Extract to read:
The recommended way to deal with short amplicons is to clean the data with fastp
( https://github.com/OpenGene/fastp ) AFTER running NSCtrim. fastp removes adapter sequences based
on overlap between read 1 and read 2. If the output of NSCtrim is processed with fastp, it will
treat the primer sequences at the end of the reads as adapters, and remove them.
Depending on the protocol used for preparing the amplicons, you may have longer amplicons that bridge several primer sites. These have to be explicitly included in the primer file in order to be written to the output.
For example if you have two amplicons positioned in the genome like this:
-----F1------R1-------F2-----R2-----
You may possibly get a product of forward primer F1 and reverse primer R2.
Some amplicon protocols create "non-polar" amplicons, where they can occur in the reverse order (this is quite unusual).
Use the option -s to search for combinations that have swapped the read 1 and read 2 primers.
In such a protocol if you have the following two amplicons:
| Forward primer | Reverse primer |
|---|---|
| A123 | B123 |
| C123 | D123 |
You would get this in the data:
| Read 1 | Read 2 |
|---|---|
| A123 | B123 |
| B123 | A123 |
| C123 | D123 |
| D123 | C123 |
The sequences are not reverse-complemented in any of these cases (apart from the fact that B123 and D123 should already be the reverse-complement of the amplified template DNA, as described above).
STDERR includes detalis about the tool version, parameters, progress and error status.
A table of the number of found primer sequences is written to STDOUT. This can optionally be redirected to a file using the shell.

Exercise 1: In the NSCtrim guide, which option searches for combinations where the read 1 and read 2 primers are swapped?
Exercise 2: Repeat everything in the NSCtrim guide from "STDERR includes detalis" down to "using the shell.".
Exercise 3: Go on with the NSCtrim guide, starting after its last sentence.
The material after this point has nothing to do with the NSCtrim guide.

Dataset section:
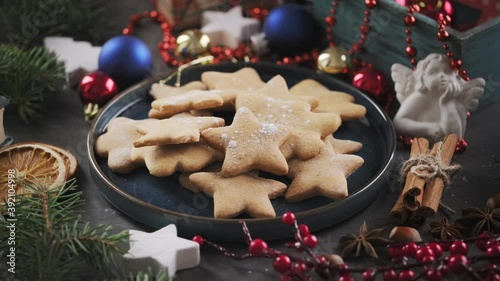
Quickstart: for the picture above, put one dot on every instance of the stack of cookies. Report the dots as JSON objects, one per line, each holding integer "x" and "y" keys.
{"x": 277, "y": 130}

Final answer 1: The -s option.

Final answer 2:
STDERR includes detalis about the tool version, parameters, progress and error status.
A table of the number of found primer sequences is written to STDOUT. This can optionally be redirected to a file using the shell.

Final answer 3:
Statically compiled executables for Linux are available on the release pages in Github.
There are different ways to use NSCtrim with Docker:
A) The docker images for the current development branch (main) and future releases are automatically generated on each commit. You can find the information here:
https://github.com/orgs/nsc-norway/packages/container/package/nsctrim
B) You can build the program from source inside docker, creating a docker image with the NSCtrim tool.
Clone this git repository, and then run make docker. The docker image nsctrim:VERSION will be created locally.
The version number is determined from the currently checked out git tag, but you can override this version by
setting the environment variable VERSION. The command NSCtrim is available on the path inside the docker image.
C) You can even create a docker image more directly using the github URL. You have to give it the version manually, for the purpose of printing the version in the tool's output (suggestions for how to fix it are welcome). Specify any tag to build -- 1.3.1 in the example:
docker build -t nsctrim:1.3.1 https://github.com/nsc-norway/NSCtrim.git#1.3.1 --build-arg VERSION=1.3.1
You can build the program using a C++ compiler.
Requirements:
- C++ compiler
- GNU Make
- Development files for the following libraries, from Boost:
iostreamsprogram-options
- zlib (
libz)
As an example, you can install the following packages with apt on Ubuntu 20.04 to install the requirements:
build-essentiallibboost-iostreams-devlibboost-program-options-devlibz-dev
On FreeBSD 12: Install with pkg install:
devel/boost-alllang/gcc
Set environment variable:
CFLAGS="-I/usr/local/include -L/usr/local/lib"
After installing dependencies (any platform): Run make to make a dynamically linked executable.
Run make NSCtrim.static to make a statically linked executable. This can be used on Linux computers that don't have Boost installed. (you can rename the file to NSCtrim)
The version string is taken automatically from the currently committed git tag. To define your own version, commit the changes (locally) and create a tag with git tag.
There is no installation, but you can copy the file to /usr/bin to be able to run it on the command line.